# [DIRECTION]
Every line from the one with "Find the green" to the end of the data needs to be copied exactly, and no line before it.
==========
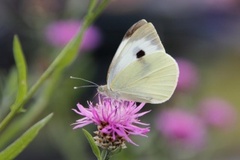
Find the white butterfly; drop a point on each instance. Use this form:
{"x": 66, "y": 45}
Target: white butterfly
{"x": 141, "y": 70}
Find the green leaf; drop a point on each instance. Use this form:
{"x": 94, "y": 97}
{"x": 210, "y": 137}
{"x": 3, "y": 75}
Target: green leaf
{"x": 22, "y": 142}
{"x": 22, "y": 70}
{"x": 94, "y": 147}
==========
# [EXERCISE RESPONSE]
Find the green leaf; drop a point on each instance. Use this form:
{"x": 94, "y": 97}
{"x": 210, "y": 137}
{"x": 3, "y": 75}
Target: green leaf
{"x": 22, "y": 142}
{"x": 22, "y": 70}
{"x": 94, "y": 147}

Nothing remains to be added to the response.